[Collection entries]
[start]

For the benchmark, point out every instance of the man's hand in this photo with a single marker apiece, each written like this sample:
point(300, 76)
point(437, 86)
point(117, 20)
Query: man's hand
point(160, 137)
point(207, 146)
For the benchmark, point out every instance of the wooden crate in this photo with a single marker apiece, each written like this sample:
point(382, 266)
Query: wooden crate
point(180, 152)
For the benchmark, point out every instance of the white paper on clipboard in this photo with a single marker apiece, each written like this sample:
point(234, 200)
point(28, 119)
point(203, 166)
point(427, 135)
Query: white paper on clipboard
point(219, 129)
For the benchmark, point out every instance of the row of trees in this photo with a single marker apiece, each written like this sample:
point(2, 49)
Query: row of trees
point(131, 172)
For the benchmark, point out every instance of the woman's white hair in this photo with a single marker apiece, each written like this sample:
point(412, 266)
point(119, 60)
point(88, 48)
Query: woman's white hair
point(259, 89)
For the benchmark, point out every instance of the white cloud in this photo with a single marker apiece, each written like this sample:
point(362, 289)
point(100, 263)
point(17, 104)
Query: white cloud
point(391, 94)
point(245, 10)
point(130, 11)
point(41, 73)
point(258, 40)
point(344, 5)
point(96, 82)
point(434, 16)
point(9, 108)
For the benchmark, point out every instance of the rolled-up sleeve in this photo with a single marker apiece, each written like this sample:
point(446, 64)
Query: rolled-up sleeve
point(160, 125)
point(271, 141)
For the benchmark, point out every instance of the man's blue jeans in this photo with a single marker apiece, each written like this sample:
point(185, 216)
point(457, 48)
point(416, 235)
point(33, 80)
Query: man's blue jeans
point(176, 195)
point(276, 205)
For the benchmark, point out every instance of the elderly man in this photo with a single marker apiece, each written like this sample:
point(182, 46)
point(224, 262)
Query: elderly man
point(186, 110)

[end]

Format every line of the entries above as a JSON list of strings, one string per line, leaving out blank lines.

[
  "For the benchmark, point out every instance of the man's hand in this photo with a single marker apiece, each written like this sample:",
  "point(300, 76)",
  "point(437, 86)",
  "point(117, 20)",
  "Query: man's hand",
  "point(160, 137)",
  "point(207, 146)",
  "For the benchmark, point out every instance of the wooden crate in this photo with a single marker apiece, each written like this sample:",
  "point(382, 266)",
  "Query: wooden crate",
  "point(180, 152)",
  "For the benchmark, point out every instance of the white paper on clipboard in this photo with a single marker apiece, each written like this sample:",
  "point(234, 200)",
  "point(28, 119)",
  "point(203, 166)",
  "point(427, 135)",
  "Query: white paper on clipboard",
  "point(219, 129)",
  "For the benchmark, point out every instance of the row of trees in this photo with a single marker apiece, each written like this sample:",
  "point(2, 49)",
  "Query: row of trees",
  "point(131, 172)",
  "For the benchmark, point out every instance of the woman's white hair in this photo with a single marker apiece, each written like this sample:",
  "point(412, 266)",
  "point(119, 60)",
  "point(88, 48)",
  "Query: woman's white hair",
  "point(259, 89)",
  "For the benchmark, point out every instance of the white cloud in this photo with a single marker apiece, each written like this sample:",
  "point(362, 289)",
  "point(100, 263)",
  "point(17, 104)",
  "Query: white cloud",
  "point(391, 94)",
  "point(245, 10)",
  "point(130, 11)",
  "point(41, 73)",
  "point(258, 40)",
  "point(344, 5)",
  "point(96, 82)",
  "point(434, 16)",
  "point(9, 108)",
  "For the benchmark, point out every instance of the rolled-up sleeve in this photo with a single marker apiece, each written like this sample:",
  "point(446, 64)",
  "Query: rolled-up sleeve",
  "point(160, 125)",
  "point(271, 141)",
  "For the benchmark, point out every instance of the man's blue jeans in this photo with a single marker apiece, each written like this sample:",
  "point(185, 216)",
  "point(457, 48)",
  "point(416, 235)",
  "point(33, 80)",
  "Query: man's blue jeans",
  "point(176, 195)",
  "point(276, 205)",
  "For the benchmark, point out every instance of the elderly man in this photo with a single marker apiece, each written like this sample:",
  "point(182, 46)",
  "point(224, 262)",
  "Query: elderly man",
  "point(186, 110)"
]